### Problem details:
For the material below, return exactly the lines starting at the line containing "Look at the photo above. For each instance of the horizontal" and ending at the line containing "Look at the photo above. For each instance of the dirt", both ends included, and no others.

### Data in this exercise:
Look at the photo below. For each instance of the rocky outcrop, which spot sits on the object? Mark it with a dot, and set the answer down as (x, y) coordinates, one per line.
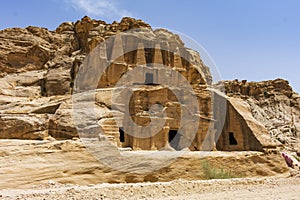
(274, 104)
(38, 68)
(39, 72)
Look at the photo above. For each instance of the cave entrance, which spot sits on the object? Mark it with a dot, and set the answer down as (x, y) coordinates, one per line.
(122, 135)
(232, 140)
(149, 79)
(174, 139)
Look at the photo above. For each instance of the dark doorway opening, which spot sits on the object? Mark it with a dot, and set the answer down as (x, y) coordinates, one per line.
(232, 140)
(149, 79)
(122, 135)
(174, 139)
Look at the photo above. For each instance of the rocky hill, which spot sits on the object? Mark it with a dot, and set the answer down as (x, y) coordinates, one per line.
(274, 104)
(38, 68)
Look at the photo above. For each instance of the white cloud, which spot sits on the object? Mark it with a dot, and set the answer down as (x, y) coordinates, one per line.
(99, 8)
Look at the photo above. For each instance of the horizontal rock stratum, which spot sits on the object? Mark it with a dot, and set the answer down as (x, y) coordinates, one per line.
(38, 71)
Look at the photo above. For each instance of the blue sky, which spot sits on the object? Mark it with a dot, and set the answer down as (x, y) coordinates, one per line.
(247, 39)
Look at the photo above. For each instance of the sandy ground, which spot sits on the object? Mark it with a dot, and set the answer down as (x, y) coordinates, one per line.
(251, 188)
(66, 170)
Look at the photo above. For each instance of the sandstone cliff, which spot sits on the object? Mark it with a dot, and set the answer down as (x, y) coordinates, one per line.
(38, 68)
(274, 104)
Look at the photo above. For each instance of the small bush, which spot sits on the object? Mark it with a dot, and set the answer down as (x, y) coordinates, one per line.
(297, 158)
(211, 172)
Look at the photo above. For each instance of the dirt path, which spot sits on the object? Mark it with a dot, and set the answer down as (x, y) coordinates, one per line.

* * *

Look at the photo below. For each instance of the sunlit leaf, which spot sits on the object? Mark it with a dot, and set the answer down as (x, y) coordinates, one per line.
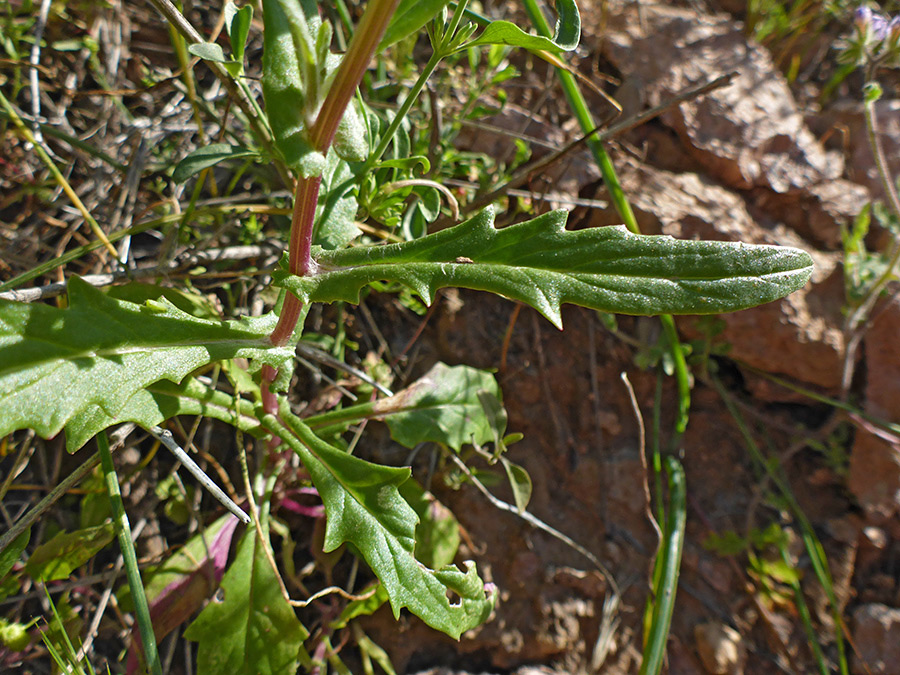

### Task result:
Look at the photo above. For each instance of the horizontal rock stratum, which spot sits on the object? Mark it with a dot, and set the answer down as (x, y) coordinates, one per line.
(38, 71)
Look at the photo above. For each instance of the blue sky, which spot sits on the object? Mark it with a dot, and set the answer down as (x, y) coordinates, one per line.
(247, 39)
Look at the photo above. For each instance of the sandy ground, which spot sits on the object? Mark it with a dot, and set the answer down as (x, y) coordinates, one per line.
(251, 188)
(66, 170)
Look at the photo above. For each instance of the sandstone cliff, which spot sits on the object? Mark it with a dot, and set the answer down as (x, y) coordinates, one per line.
(38, 68)
(274, 104)
Look at the photo above. For each instance of the small bush, which spot sits on the object? Mark it with a dot, and set the answer down as (x, y) coordinates, one per line.
(297, 158)
(211, 172)
Look at the photo above. For each instance of the dirt path, which spot sits on the object? Mark it with a dot, and set the answer down as (x, y) coordinates, one per line.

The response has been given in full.